> **YOUR ASSIGNMENT**
Reply with nothing but the number of lines in the data below where the word "location" occurs.

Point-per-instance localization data
********************
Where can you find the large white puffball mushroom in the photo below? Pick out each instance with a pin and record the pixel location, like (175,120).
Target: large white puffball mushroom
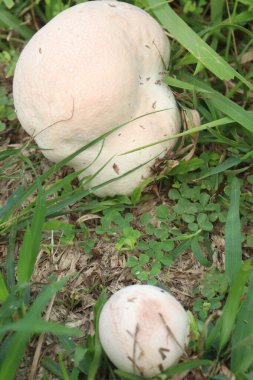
(94,67)
(143,329)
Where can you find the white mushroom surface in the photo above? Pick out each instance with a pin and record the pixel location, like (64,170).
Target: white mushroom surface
(143,329)
(93,67)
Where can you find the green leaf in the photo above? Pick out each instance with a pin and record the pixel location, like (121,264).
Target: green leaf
(31,243)
(233,238)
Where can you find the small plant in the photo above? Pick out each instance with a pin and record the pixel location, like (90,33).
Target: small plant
(213,289)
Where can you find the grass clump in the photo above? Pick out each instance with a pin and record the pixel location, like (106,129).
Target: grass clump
(188,228)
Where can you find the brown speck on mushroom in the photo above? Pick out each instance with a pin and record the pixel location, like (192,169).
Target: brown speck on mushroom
(162,351)
(115,168)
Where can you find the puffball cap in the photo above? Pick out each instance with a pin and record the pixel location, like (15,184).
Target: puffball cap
(143,329)
(93,67)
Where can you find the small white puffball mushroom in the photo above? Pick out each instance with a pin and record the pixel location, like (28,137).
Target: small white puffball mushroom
(143,329)
(93,67)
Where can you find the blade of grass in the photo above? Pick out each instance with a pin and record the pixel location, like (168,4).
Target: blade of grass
(193,43)
(233,238)
(242,339)
(31,242)
(10,260)
(36,326)
(212,124)
(29,191)
(224,105)
(96,360)
(224,326)
(3,289)
(17,343)
(52,367)
(227,164)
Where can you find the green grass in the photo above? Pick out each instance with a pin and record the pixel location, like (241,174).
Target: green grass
(203,193)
********************
> **FINISHED TASK**
10